Directive A:
Answer these questions about the letter headed "Writing in private", one per line, marking each answer (i), (ii) or (iii) to match:
(i) What is the writer planning to make this weekend?
(ii) At what institution are the writer's MFA students?
(iii) After how many words would the drafts sag?

++++ Selected text ++++

Writing in private

Dear reader,

I’m on course to be making some apple tarts this weekend (something that hasn’t changed between Vermont and Washington), and I’m writing, finally, to you. That is, few others have seen it, but I have been writing. I have been writing to my MFA students at Warren Wilson; I have been writing (software) documentation at my job; I have been writing editorial comments, meeting notes, and (soon you’ll see) a letter from the editor. I’ve been looking through the photos I took since 2020 and printing them, putting them on my walls, and sending them to friends. I’ve been trying to remember my life, to break into the great Blank that’s walled me from my recent memories. Erased by depression, dissociation, distance, denial, and death—yes, so much still goes on, and grief veils all of them.

I am writing a new book that seems interminably long. For almost five years, it has dropped like feathers into the bucket of my mind, then blown away. Wisps of what I want to say; hints of how I felt; I was able to get those down, but every time I tried to start a book, I couldn’t do it. I attempted it in the forms I knew and even learned about some other conventions: no, no, no. After 10,000 words, the drafts would sag, not even enough for a midlife. I put the project aside for a while.

++++

Directive B:
From the listing, copy out word for word the stretch from the line that contains "Reviewer note: check that each instance of the short" through the line that contains "[[226, 74]]".

++++ Exercise input ++++

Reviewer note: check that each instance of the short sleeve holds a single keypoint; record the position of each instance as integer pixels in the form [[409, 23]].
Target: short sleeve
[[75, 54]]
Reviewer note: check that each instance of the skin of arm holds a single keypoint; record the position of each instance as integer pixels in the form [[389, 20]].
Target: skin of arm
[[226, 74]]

++++
++++ Exercise input ++++

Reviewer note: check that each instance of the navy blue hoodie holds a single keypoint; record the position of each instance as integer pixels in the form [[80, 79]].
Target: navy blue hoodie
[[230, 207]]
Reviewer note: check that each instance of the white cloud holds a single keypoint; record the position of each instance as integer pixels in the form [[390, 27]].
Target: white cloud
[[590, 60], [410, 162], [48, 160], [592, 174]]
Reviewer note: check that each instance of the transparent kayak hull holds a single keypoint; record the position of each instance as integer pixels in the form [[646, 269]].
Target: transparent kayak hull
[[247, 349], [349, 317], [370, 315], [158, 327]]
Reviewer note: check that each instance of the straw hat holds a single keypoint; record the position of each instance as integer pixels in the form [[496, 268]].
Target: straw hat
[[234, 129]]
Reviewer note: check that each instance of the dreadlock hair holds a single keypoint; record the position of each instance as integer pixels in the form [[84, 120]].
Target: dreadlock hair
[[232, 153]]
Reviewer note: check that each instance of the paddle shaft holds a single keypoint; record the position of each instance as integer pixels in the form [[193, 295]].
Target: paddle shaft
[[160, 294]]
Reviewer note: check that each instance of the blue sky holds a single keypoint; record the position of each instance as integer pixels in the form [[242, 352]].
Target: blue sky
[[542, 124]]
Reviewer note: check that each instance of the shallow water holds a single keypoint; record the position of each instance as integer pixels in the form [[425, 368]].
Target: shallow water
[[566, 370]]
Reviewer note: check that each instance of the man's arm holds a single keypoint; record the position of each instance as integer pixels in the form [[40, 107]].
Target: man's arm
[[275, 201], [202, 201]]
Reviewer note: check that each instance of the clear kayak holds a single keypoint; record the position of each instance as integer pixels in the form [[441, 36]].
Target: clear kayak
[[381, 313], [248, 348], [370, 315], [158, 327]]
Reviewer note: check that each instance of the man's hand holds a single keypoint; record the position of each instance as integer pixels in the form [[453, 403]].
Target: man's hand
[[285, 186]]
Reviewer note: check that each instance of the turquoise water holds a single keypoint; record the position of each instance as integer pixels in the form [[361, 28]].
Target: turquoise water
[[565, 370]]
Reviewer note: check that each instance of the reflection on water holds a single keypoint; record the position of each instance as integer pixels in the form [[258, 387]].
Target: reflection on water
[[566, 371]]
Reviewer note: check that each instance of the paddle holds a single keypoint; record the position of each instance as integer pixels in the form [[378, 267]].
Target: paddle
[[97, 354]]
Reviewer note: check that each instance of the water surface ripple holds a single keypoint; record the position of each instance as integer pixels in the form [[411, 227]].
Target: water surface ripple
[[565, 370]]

++++

Exercise response A:
(i) Apple tarts.
(ii) Warren Wilson.
(iii) 10,000 words.

Exercise response B:
Reviewer note: check that each instance of the short sleeve holds a single keypoint; record the position of each instance as integer pixels in the form [[409, 23]].
Target: short sleeve
[[75, 54]]
Reviewer note: check that each instance of the skin of arm holds a single keypoint; record the position of each instance as integer pixels in the form [[389, 20]].
Target: skin of arm
[[226, 74]]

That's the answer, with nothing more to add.